Repeat the records below exactly as they appear.

[Entries from a pointing dataset]
* begin *

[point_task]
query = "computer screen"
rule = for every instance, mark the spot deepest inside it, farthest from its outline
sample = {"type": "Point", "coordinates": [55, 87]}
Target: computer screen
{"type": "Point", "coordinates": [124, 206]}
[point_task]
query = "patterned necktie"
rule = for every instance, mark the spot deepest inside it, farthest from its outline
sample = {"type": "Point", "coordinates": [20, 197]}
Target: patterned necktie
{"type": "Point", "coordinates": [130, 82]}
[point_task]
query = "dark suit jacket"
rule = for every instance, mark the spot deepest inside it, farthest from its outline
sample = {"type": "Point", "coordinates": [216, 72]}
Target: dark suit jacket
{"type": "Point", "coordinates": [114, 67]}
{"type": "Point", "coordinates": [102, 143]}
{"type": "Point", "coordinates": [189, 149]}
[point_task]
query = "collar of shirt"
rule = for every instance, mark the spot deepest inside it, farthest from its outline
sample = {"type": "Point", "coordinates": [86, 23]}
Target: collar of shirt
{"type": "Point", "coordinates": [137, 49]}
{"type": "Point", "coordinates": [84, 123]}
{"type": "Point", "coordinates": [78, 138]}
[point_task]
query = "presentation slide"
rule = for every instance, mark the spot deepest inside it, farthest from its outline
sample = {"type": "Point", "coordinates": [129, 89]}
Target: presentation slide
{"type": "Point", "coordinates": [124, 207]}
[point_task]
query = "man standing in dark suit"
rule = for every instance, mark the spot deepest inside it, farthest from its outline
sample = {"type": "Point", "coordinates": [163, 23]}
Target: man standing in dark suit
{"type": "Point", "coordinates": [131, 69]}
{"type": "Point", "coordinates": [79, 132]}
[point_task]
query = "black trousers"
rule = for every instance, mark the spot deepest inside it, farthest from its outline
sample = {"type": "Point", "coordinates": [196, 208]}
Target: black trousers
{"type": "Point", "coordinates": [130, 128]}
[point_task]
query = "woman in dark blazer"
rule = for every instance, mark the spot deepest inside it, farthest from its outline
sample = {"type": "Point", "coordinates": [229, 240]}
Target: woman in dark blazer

* end *

Final result:
[point_task]
query = "computer screen"
rule = for every instance, mark the spot deepest inside it, farthest from its outline
sample = {"type": "Point", "coordinates": [55, 87]}
Target: computer screen
{"type": "Point", "coordinates": [124, 206]}
[point_task]
query = "patterned necktie"
rule = for every instance, mark the spot deepest inside it, farthest from its outline
sample = {"type": "Point", "coordinates": [20, 197]}
Target: patterned necktie
{"type": "Point", "coordinates": [130, 82]}
[point_task]
query = "dark suit jacket"
rule = for every instance, mark the spot deepest inside it, farthest from its outline
sample = {"type": "Point", "coordinates": [216, 72]}
Target: dark suit jacket
{"type": "Point", "coordinates": [114, 67]}
{"type": "Point", "coordinates": [102, 143]}
{"type": "Point", "coordinates": [189, 149]}
[point_task]
query = "collar of shirt"
rule = for every instance, mark the spot deepest inside it, farthest from its outline
sample = {"type": "Point", "coordinates": [86, 23]}
Target: collar of shirt
{"type": "Point", "coordinates": [137, 49]}
{"type": "Point", "coordinates": [84, 123]}
{"type": "Point", "coordinates": [78, 138]}
[point_task]
query = "presentation slide"
rule = for every instance, mark the spot deepest inside it, farthest from its outline
sample = {"type": "Point", "coordinates": [129, 89]}
Target: presentation slide
{"type": "Point", "coordinates": [124, 207]}
[point_task]
query = "man standing in dark suit"
rule = for every instance, mark the spot deepest inside it, farthest from its outline
sample = {"type": "Point", "coordinates": [163, 23]}
Target: man standing in dark suit
{"type": "Point", "coordinates": [131, 69]}
{"type": "Point", "coordinates": [79, 132]}
[point_task]
query = "black trousers"
rule = for every instance, mark the spot deepest inside it, farthest from its outline
sample = {"type": "Point", "coordinates": [196, 208]}
Target: black trousers
{"type": "Point", "coordinates": [130, 128]}
[point_task]
query = "woman in dark blazer"
rule = for every instance, mark the spot deepest inside it, farthest from its outline
sample = {"type": "Point", "coordinates": [229, 240]}
Target: woman in dark blazer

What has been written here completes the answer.